##### Text block
# Please take baby steps with me, hooking up a repeater for wnr834b v2



## bamafutbal (Jun 26, 2010)

I have an existing wnr834bv2 hooked up to my motorola modem. unfortunately i am unable to connect to netflix via blue ray player and ps3 player in the other room on other side of house. i have purchased a second netgear wnr834bv2 to it will boost/extend the range. i was on the netgear forum but just could not put it together (they just couldn't dumb down their language enough for me). i used this page but just could not underdstand all of it. this page assume you know alot to begin with. i was able to access the ipconfig page to get my ip address, subnet and default gateway and somehow managed to get my mac adress and router pin # if that helps


How to use the Netgear DG834G as a wireless repeater.


17/09/08 I wanted to extend the range of my wireless network using a number of Netgear DG834G routers. After trawling the web for guides on how to do this, I got nowhere. So after learning how to do it myself, here is a guide on how to do it. This should work with any WDS equipped Netgear product, but I have DG834Gs. 

Here is what my network looks like:



Here's what you need to do to get this to work:

1: Log in to the Master router. This is the one connected to your ADSL line.
##########
### Objective
Can you extend the Netgear repeater thread above, picking up with the step that follows "This is the one connected to your ADSL line."?
##### Raw records
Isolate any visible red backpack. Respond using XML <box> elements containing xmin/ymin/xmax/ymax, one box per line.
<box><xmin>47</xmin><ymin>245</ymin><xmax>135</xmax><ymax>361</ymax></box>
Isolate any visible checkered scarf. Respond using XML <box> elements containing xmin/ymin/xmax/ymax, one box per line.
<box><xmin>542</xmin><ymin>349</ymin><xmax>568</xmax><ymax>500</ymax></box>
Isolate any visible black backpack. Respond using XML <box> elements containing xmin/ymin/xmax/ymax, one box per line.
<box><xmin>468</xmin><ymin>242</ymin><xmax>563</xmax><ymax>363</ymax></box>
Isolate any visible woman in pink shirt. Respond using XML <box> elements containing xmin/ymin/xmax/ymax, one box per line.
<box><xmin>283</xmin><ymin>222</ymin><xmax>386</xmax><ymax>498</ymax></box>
##########
### Response to the exercise
2: Select Wireless Settings > Setup access list > Add the MAC addresses of your laptops / wireless PCs

3: Select Advanced Wireless Settings > Enable Wireless Bridging and Repeating >Repeater with Wireless Client Association > Fill in MAC address details of Repeater 1 and Repeater 2 > Apply

4: Select LAN IP Setup > Set IP address to 192.168.0.1 > Tick "Use Router as a DHCP Server" > Starting IP address 192.168.0.4 > Ending IP address 192.168.0.255 > Apply

--------------------------------------------------------------------------------------------------

5: Log in to Repeater 1

6: Select Wireless Settings > Setup access list > Add the MAC addresses of your laptops / wireless PCs

7: Select Advanced Wireless Settings > Enable Wireless Bridging and Repeating >Repeater with Wireless Client Association > Fill in MAC address details of MASTER ROUTER ONLY> Apply

8: Select LAN IP Setup > Set IP address to 192.168.0.2 > untick "Use Router as a DHCP Server" > Apply

--------------------------------------------------------------------------------------------------

9: Log in to Repeater 2

10: Select Wireless Settings > Setup access list > Add the MAC addresses of your laptops / wireless PCs

11: Select Advanced Wireless Settings > Enable Wireless Bridging and Repeating >Repeater with Wireless Client Association > Fill in MAC address details of MASTER ROUTER ONLY> Apply

12: Select LAN IP Setup > Set IP address to 192.168.0.3 > untick "Use Router as a DHCP Server" > Apply

---------------------------------------------------------------------------------------------------

13: Turn all routers off

14: Turn on the Master Router

15: Turn on Repeater 1 and Repeater 2

16: You are now done.

To set up wired devices: IE plug a wired PC into a repeater upstairs in order to use a wireless connection downstairs:

0: Follow the steps above, then:

1: Plug in the wired device to one of the repeaters

2: Manually configure the interface:

IP Address: 192.168.0.100 - choose a high number to avoid any DHCP clashes

Subnet mask: 255.255.255.0

Default Gateway: 192.168.0.1 (The master repeater)

DNS: 192.168.0.1 (The master repeater)

can anyone help. would love to call you on the phone to get this figured out. 
john
gainesville fl


----------



## bamafutbal (Jun 26, 2010)

anyone???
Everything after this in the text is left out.